● Written exercise 1: Translate this sentence from the Chile travel account below into Spanish: "From the distinctly watery Lake District, my next stop took me to one of the driest places on the planet: the Atacama Desert."

● Document:

■ ■ ■ ■ ■

On my second day at AWA, Rafael continued the aquatic theme with a tour of beautiful nearby waterfalls that we reached with a short and pleasant walk. Returning to AWA for lunch, Rafael suggested an afternoon kayaking on a nearby lagoon. The lovely two-hour kayak was incredibly tranquil and Rafael was wonderfully informative throughout. In a scene that was charmingly reminiscent of my African adventures, our kayak ended with sundowners on the lagoon’s bank, taking in my spectacular surroundings with drink in hand and a beaming smile on my face.

On the morning of my departure I took a small walk into the forest with Rafael. He told me that it was a shame the weather had been so unfavorable, and that, on drier days, guests can hike to nearby volcanoes or go whitewater rafting. Maybe next time…

From the distinctly watery Lake District, my next stop took me to one of the driest places on the planet: the Atacama Desert.

Into the Atacama

My home for the next three days was Nayara Alto Atacama, a stunning hotel that seems to melt into its surroundings, nestled in the shadow of the surrounding terracotta hills. My lovely suite had views across a scenic cactus garden, the hotel lying in a beautiful location just two miles (3km) from the nearest town of San Pedro.

Nayara Alto Atacama, Chile
Photo: Nayara Alto Atacama

The first excursion of my visit was to the region’s salt pans and flamingo lagoon, a little over an hour from the hotel. A short walking path takes you on a 45-minute route around the lagoon, where three species of flamingos – the Andean, Patagonia and James flamingos – can be seen feeding on brine shrimp and flying in the sky above. This is the third largest salt pan in the world, and is absolutely stunning.

That evening we took a sunset tour to the Salta Mountains. The mountains are the most interesting scenery, likened to Mars, my guide informing me that many movies have been filmed here for this reason. 

Brine lagoons, salt pans and Martian landscapes aren’t the only extraordinary sights in the Atacama. Departing at 5:30am on a stormy day, my excellent guide and I took a two-hour drive into the Andes Mountains. I seemed to have brought the rain with me, and though we spent the morning viewing some incredible active geysers, cloud cover prevented the view to the distant volcanoes. Normally, guests would be offered a light breakfast here, but the inclement weather made us retreat to a rest area further down the mountain. On the descent it even started snowing – very unusual for this time of year, and proof again that I was fated to have bad weather wherever I went! Eggs, toast, fruit and coffee were served at the rest area, and we took a brief hike through a valley filled with cacti before returning to the hotel.

■ ■ ■ ■ ■

● Extracted information:
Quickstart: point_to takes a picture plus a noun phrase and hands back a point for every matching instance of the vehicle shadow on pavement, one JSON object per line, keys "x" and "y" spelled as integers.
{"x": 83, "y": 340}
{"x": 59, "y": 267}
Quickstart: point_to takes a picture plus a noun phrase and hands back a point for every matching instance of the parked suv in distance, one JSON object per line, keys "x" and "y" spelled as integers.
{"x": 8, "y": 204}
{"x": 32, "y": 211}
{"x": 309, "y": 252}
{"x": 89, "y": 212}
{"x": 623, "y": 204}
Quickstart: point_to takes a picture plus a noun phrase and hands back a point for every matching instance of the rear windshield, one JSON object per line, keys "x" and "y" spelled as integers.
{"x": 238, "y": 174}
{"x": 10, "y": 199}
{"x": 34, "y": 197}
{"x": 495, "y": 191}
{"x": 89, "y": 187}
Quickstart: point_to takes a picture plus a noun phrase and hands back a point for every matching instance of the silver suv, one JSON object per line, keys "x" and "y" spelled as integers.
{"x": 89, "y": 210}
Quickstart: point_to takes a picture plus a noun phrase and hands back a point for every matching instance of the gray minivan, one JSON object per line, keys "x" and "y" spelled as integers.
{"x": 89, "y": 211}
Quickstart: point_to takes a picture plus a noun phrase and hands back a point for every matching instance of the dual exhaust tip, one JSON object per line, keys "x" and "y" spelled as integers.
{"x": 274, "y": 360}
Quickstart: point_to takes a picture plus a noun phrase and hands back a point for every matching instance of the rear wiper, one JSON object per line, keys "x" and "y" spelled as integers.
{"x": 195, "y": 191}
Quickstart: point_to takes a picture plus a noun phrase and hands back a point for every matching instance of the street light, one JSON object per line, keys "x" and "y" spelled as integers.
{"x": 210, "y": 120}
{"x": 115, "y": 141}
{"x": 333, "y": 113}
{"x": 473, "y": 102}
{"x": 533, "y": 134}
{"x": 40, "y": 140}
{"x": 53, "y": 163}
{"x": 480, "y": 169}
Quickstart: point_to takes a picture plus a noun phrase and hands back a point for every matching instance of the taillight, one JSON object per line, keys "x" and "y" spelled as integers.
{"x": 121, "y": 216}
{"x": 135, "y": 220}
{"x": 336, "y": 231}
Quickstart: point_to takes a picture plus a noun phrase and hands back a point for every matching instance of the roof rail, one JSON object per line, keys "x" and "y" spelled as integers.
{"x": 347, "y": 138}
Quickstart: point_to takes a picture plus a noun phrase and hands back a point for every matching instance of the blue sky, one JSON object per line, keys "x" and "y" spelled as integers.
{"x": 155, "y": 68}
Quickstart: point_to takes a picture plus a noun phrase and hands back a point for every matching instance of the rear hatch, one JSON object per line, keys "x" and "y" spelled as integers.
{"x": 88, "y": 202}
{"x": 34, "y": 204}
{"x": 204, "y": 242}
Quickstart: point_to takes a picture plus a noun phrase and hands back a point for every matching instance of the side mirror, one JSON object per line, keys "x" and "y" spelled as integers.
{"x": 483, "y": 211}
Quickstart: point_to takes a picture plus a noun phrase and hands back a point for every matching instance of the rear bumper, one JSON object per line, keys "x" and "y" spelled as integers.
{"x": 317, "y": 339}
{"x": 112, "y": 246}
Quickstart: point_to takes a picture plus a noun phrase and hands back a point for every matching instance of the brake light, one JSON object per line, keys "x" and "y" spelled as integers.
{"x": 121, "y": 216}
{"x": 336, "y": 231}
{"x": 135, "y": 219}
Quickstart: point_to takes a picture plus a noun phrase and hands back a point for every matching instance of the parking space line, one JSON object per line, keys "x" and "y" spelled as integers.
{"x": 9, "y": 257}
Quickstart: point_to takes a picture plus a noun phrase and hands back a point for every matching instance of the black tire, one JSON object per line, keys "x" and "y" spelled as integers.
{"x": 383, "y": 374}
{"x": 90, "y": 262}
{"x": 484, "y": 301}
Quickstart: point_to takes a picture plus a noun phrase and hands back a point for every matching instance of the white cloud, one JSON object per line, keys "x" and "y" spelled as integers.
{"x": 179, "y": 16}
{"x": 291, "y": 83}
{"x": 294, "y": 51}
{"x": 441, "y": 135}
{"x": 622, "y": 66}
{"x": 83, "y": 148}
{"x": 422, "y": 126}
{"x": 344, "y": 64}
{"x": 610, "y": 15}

■ ■ ■ ■ ■

● Written exercise 2: Rescale the entries from the line with "of the white" through the end of the entries. Repeat those lines with their requests, and multiply each x and y coordinate in the answers by 0.5, rounding to whole numbers with halves going up.

● Correct answer 1: Desde el Distrito de los Lagos, claramente acuoso, mi siguiente parada me llevó a uno de los lugares más secos del planeta: el desierto de Atacama.

● Correct answer 2:
Quickstart: point_to takes a picture plus a noun phrase and hands back a point for every matching instance of the white cloud, one JSON object per line, keys "x" and "y" spelled as integers.
{"x": 90, "y": 8}
{"x": 146, "y": 42}
{"x": 147, "y": 26}
{"x": 221, "y": 68}
{"x": 311, "y": 33}
{"x": 42, "y": 74}
{"x": 211, "y": 63}
{"x": 172, "y": 32}
{"x": 305, "y": 8}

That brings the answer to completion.